Source data
= = = = = = =

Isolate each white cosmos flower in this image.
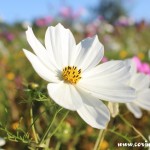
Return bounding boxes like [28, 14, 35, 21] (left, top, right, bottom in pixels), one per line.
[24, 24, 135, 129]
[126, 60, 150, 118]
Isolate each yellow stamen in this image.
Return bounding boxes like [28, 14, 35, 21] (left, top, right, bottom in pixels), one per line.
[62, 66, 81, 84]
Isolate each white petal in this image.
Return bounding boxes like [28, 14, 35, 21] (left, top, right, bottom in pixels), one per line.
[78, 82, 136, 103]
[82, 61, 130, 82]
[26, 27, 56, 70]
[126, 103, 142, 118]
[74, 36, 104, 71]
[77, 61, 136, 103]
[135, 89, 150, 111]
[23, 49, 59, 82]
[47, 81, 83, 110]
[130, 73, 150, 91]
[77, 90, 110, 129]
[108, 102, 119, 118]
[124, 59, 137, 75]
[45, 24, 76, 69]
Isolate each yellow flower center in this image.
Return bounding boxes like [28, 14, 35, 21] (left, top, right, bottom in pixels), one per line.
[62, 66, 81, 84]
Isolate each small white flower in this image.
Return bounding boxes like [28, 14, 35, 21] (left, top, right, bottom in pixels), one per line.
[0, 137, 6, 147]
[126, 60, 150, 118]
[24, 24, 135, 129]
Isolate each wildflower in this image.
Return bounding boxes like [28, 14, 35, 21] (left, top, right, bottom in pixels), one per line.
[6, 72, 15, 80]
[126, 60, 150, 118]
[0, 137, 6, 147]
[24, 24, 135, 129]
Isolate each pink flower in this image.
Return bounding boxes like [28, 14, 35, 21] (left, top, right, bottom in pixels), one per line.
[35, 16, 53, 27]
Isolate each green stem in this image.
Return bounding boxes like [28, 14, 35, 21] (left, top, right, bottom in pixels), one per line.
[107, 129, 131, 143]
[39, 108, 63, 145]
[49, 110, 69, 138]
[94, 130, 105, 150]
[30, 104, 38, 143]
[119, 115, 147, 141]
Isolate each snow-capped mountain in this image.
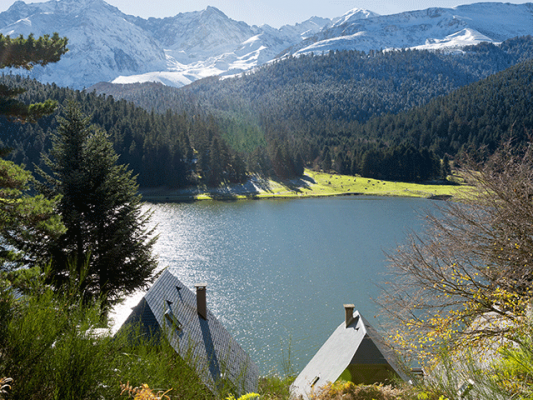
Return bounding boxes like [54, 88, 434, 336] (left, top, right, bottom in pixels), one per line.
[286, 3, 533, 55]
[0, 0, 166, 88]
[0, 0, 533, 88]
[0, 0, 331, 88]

= = = = = = =

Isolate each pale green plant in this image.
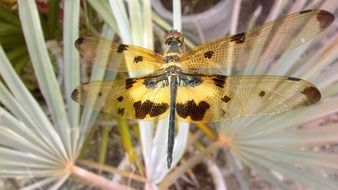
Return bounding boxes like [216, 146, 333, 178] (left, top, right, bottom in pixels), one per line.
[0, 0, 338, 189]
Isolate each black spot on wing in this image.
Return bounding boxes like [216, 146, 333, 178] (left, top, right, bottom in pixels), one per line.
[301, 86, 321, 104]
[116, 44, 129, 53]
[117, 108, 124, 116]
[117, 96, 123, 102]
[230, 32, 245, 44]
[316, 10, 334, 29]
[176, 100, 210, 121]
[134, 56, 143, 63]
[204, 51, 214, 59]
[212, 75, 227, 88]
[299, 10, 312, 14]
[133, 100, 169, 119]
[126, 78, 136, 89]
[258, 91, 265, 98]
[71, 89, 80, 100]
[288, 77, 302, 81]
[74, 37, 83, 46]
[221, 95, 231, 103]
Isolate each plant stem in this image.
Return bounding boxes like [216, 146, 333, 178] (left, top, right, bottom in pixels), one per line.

= = = = = = =

#### JOB
Show each line of the entries above that contains the word "yellow". Treat uppercase and lowercase letters as different.

#### OUTPUT OF THE TASK
Isolate each yellow stamen in this image.
Isolate each yellow flower center in this image.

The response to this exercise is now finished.